## [Extracted material]

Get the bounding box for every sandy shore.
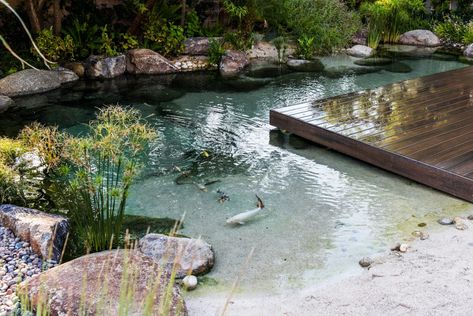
[187,221,473,316]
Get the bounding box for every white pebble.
[182,275,197,291]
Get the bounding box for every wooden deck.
[270,67,473,202]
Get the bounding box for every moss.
[123,215,183,238]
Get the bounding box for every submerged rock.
[85,55,126,79]
[219,50,250,77]
[139,234,214,278]
[347,45,374,57]
[287,59,324,72]
[437,217,453,225]
[324,65,383,78]
[0,95,15,113]
[383,62,412,73]
[126,48,179,75]
[182,275,198,291]
[358,257,374,268]
[354,57,393,66]
[0,204,69,261]
[19,250,187,316]
[399,30,442,47]
[0,69,61,97]
[453,217,468,230]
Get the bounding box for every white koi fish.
[227,196,264,225]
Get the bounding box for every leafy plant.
[143,19,185,56]
[224,31,254,50]
[273,36,288,63]
[434,15,469,43]
[462,21,473,45]
[32,27,75,62]
[360,0,425,43]
[283,0,361,54]
[209,39,225,65]
[296,35,315,59]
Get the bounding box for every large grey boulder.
[0,95,15,113]
[56,67,79,84]
[347,45,374,57]
[399,30,442,47]
[126,48,179,75]
[85,55,126,79]
[219,50,250,77]
[463,44,473,58]
[286,59,324,72]
[0,204,69,261]
[139,234,214,278]
[0,69,61,97]
[17,250,187,316]
[182,37,222,56]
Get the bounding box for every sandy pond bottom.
[0,53,471,315]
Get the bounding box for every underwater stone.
[182,275,198,291]
[399,30,442,47]
[358,257,374,268]
[139,234,214,278]
[383,62,412,73]
[354,57,393,66]
[437,217,453,225]
[286,59,324,72]
[347,45,374,57]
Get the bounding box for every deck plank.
[270,66,473,202]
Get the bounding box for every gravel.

## [What is asked]
Copy out every line of text in the records above word for word, omitting the picture.

## [Answer to the exercise]
Get the bounding box for every sandy shore.
[187,221,473,316]
Get the bounding box for every white pebble.
[182,275,197,291]
Get the bounding box for every wooden deck.
[270,67,473,202]
Get the bounding box for every moss.
[123,215,183,238]
Get the bounding box for every submerged rock.
[85,55,126,79]
[219,50,250,77]
[139,234,214,278]
[347,45,374,57]
[287,59,324,72]
[437,217,453,225]
[324,65,383,78]
[0,95,15,113]
[383,62,412,73]
[126,48,179,75]
[182,275,198,291]
[358,257,374,268]
[354,57,393,66]
[0,204,69,261]
[19,250,187,316]
[399,30,442,47]
[0,69,61,97]
[453,217,468,230]
Get the bounding box for every white koi fish.
[227,196,264,225]
Get the bounding box for every leafy plant.
[143,19,185,56]
[224,31,254,50]
[273,36,288,63]
[434,15,469,43]
[462,21,473,45]
[32,27,75,62]
[360,0,425,43]
[283,0,361,54]
[209,39,225,65]
[296,35,315,59]
Get the bounding box for every large grey boulder.
[0,95,15,113]
[56,67,79,84]
[347,45,374,57]
[399,30,442,47]
[126,48,179,75]
[85,55,126,79]
[219,50,250,77]
[463,44,473,58]
[286,59,324,72]
[0,204,69,261]
[139,234,214,278]
[0,69,61,97]
[17,250,187,316]
[182,37,222,56]
Get the bounding box for every sandy pond bottom.
[0,53,471,315]
Get the bounding box for every underwater stone.
[182,275,198,291]
[399,30,442,47]
[358,257,374,268]
[139,234,214,278]
[383,62,412,73]
[354,57,393,66]
[437,217,453,225]
[286,59,324,72]
[347,45,374,57]
Get the bounding box for every deck plank.
[270,66,473,202]
Get the bounding box for every gravel.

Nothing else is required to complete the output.